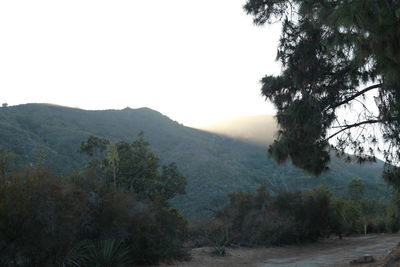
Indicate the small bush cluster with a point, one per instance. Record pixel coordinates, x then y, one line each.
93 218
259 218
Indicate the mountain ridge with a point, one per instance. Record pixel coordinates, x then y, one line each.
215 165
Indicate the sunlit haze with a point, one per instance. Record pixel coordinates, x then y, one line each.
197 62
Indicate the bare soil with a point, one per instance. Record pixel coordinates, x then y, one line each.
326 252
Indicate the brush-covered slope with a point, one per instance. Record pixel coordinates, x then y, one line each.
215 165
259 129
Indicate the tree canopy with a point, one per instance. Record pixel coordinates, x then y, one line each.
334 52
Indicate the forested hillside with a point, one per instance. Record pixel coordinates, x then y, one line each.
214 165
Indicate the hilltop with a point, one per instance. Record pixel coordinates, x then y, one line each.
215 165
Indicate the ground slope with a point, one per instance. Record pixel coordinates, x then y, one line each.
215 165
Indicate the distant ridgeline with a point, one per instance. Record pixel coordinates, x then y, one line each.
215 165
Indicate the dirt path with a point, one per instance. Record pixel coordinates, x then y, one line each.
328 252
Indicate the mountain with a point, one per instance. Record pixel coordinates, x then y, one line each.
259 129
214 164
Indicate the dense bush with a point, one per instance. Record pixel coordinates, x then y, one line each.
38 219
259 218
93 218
***
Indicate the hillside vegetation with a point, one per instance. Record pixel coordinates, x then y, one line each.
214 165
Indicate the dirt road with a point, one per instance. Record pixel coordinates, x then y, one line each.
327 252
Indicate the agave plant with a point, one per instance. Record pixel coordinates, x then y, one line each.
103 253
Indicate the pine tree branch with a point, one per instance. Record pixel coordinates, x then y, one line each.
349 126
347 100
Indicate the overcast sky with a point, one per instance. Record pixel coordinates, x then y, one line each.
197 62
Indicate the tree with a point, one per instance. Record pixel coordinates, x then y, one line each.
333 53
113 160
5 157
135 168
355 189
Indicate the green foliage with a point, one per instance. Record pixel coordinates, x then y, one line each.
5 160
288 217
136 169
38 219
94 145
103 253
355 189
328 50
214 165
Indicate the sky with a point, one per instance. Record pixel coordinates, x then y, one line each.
***
▶ _INSTRUCTIONS TO FOLLOW_: How many of the rows above contain the string "hillside"? Reply with the number alone.

▶ _CORRECT RESULT_: 2